Reproduce the listing lines from the line containing "Please mark the region of every instance of the coach" through the line containing "[[[770,167],[764,172],[764,179],[780,178],[780,167]]]", both included, as a Markdown table. Use two columns, Row (the row number) and Text (the line), and leave out blank lines.

**Recorded information**
---*---

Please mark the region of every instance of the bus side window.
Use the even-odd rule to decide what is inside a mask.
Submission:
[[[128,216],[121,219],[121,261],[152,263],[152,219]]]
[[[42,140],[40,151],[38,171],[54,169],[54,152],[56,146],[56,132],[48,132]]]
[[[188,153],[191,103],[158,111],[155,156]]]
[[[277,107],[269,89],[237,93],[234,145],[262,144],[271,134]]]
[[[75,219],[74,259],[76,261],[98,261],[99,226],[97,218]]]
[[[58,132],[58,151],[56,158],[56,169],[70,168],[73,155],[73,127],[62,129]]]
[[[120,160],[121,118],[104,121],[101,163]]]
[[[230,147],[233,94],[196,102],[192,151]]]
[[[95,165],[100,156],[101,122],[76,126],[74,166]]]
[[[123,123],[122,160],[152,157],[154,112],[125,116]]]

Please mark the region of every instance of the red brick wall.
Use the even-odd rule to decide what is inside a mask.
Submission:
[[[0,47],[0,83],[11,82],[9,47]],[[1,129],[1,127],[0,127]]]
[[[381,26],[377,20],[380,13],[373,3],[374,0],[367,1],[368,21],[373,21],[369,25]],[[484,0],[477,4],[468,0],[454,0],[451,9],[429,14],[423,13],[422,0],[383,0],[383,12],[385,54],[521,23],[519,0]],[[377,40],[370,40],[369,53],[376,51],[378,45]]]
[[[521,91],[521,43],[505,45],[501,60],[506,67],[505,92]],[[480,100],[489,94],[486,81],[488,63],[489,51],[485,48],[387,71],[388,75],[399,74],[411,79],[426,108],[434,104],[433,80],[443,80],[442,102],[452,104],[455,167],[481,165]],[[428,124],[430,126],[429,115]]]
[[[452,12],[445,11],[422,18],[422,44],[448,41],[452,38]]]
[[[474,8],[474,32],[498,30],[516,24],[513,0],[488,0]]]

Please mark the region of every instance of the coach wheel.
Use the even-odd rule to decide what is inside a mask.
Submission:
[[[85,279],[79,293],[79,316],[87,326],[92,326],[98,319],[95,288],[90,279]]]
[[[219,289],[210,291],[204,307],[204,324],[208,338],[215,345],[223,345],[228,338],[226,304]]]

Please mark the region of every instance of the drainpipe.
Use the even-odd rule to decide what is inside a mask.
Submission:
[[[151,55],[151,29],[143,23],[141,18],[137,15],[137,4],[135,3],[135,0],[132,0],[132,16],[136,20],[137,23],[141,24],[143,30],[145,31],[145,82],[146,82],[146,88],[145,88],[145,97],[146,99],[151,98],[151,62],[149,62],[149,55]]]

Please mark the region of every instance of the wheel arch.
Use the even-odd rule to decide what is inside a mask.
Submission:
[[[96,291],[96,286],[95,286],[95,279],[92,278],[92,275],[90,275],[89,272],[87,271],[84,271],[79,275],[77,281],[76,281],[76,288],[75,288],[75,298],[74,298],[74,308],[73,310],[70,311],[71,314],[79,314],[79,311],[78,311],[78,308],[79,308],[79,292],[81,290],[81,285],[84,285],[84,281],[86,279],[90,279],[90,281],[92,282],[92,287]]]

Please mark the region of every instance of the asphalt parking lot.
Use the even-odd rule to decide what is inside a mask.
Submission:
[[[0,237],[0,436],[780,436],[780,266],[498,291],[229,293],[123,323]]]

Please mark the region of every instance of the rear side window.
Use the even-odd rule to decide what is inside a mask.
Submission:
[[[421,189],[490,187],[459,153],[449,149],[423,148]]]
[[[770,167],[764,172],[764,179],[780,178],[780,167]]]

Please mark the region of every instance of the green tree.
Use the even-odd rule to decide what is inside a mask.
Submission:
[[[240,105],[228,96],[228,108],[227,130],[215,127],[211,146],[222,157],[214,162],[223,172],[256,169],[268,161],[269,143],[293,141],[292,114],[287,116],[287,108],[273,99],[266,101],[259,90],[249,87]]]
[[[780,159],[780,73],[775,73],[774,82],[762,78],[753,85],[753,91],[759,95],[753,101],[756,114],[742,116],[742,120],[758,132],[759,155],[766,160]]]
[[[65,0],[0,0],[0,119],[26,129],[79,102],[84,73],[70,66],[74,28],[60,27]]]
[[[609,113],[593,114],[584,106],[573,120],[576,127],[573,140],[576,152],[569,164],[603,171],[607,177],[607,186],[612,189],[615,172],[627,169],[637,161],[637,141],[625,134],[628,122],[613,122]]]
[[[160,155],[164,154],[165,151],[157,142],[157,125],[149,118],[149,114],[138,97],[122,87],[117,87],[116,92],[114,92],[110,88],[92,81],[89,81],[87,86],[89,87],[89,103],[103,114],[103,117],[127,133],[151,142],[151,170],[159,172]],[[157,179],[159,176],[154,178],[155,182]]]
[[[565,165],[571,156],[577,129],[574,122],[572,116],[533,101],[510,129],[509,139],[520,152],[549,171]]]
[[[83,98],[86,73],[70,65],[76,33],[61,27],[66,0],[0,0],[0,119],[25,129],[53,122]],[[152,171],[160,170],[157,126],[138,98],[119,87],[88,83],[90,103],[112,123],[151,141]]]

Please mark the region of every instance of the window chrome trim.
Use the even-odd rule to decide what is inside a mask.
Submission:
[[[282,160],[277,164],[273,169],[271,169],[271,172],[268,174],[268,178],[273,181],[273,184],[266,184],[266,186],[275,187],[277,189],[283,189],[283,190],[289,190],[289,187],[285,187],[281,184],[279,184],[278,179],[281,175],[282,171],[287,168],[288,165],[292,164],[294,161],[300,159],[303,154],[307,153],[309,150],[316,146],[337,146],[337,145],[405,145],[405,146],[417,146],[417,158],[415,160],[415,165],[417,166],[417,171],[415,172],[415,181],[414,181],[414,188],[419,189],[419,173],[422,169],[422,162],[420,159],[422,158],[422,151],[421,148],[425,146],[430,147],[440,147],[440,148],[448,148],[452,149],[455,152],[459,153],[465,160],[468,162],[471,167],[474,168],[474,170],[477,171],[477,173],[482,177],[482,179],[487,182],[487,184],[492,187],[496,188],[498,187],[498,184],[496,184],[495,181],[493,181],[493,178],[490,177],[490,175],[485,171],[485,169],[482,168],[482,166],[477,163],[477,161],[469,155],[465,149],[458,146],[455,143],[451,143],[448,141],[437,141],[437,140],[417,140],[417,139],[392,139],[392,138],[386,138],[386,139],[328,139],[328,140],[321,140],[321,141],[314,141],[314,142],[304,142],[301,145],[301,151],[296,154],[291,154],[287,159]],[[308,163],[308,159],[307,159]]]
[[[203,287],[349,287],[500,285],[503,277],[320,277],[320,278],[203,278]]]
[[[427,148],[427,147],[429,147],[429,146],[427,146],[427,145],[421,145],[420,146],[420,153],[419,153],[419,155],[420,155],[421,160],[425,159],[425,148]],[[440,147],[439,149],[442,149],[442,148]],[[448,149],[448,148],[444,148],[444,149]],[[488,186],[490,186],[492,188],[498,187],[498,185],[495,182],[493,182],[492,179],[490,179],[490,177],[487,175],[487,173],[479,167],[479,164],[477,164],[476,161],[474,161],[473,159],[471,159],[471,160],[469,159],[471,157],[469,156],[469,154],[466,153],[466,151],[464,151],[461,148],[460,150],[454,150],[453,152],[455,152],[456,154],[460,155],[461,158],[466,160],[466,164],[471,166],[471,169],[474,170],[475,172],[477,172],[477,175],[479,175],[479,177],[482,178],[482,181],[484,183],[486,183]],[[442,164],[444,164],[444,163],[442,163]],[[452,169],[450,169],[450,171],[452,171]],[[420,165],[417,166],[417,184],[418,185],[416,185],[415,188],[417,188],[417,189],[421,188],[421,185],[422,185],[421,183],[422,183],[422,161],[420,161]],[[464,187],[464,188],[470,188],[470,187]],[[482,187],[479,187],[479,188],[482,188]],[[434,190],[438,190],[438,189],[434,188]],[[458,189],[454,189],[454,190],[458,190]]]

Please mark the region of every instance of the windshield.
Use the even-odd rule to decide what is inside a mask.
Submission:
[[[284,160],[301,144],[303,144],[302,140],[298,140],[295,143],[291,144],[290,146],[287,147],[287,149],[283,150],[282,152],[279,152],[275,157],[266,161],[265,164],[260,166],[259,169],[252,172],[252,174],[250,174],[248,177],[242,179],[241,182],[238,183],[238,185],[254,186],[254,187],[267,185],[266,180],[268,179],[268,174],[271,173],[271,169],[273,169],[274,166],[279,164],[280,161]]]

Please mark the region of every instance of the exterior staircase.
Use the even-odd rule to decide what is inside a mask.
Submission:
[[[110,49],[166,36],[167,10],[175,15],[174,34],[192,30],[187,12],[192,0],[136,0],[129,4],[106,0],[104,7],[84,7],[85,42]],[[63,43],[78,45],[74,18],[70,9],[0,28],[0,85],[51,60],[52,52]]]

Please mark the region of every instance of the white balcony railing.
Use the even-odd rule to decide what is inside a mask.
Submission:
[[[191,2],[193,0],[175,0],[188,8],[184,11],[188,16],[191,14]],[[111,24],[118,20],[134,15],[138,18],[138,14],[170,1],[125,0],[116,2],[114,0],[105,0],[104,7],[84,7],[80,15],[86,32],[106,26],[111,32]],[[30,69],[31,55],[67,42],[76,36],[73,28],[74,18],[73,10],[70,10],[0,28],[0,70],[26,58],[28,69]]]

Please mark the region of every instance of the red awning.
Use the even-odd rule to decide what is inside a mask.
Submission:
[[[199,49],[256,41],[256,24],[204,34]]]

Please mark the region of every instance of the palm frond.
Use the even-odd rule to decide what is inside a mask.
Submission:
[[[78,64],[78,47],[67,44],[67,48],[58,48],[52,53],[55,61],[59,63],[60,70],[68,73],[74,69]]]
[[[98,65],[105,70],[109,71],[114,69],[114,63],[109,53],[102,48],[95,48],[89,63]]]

---*---

**Answer below**
| Row | Text |
|---|---|
| 1 | Please mark the region of every instance of the coach wheel. |
| 2 | Use the even-odd rule to decide what is inside a mask. |
| 3 | Submission: |
| 4 | [[[85,279],[79,293],[79,316],[87,326],[92,326],[98,319],[95,288],[90,279]]] |
| 5 | [[[219,289],[210,291],[204,307],[204,324],[208,338],[215,345],[223,345],[228,338],[226,304]]] |
| 6 | Please mark the region of every instance of the drainpipe. |
| 7 | Use the even-odd rule to decide what is inside a mask. |
| 8 | Submission: |
| 9 | [[[151,55],[151,29],[143,23],[141,18],[137,15],[137,4],[135,3],[135,0],[132,0],[132,16],[136,20],[137,23],[141,24],[143,30],[145,31],[145,82],[146,82],[146,88],[145,88],[145,97],[146,99],[151,98],[151,62],[149,62],[149,55]]] |
| 10 | Please mark the region of every instance of the wheel arch. |
| 11 | Use the even-odd rule to decide what is inside a mask. |
| 12 | Submission: |
| 13 | [[[96,291],[96,286],[95,286],[95,279],[92,278],[92,275],[90,275],[89,272],[87,271],[84,271],[79,275],[77,281],[76,281],[76,288],[75,288],[75,298],[74,298],[74,308],[73,310],[70,311],[71,314],[79,314],[79,311],[78,311],[78,308],[79,308],[79,292],[81,290],[81,285],[84,285],[84,281],[86,279],[90,279],[90,281],[92,282],[92,287]]] |
| 14 | Please mark the region of every instance of the asphalt parking lot. |
| 15 | Use the even-odd rule to decide what is inside a mask. |
| 16 | Submission: |
| 17 | [[[0,237],[0,436],[780,436],[780,266],[498,291],[229,293],[123,323]]] |
| 18 | Please mark the region of every instance of the rear side window. |
| 19 | Use the even-odd rule to decide what is inside a mask. |
| 20 | Submission: |
| 21 | [[[421,189],[490,187],[459,153],[449,149],[423,148]]] |
| 22 | [[[770,167],[764,172],[764,179],[780,178],[780,167]]] |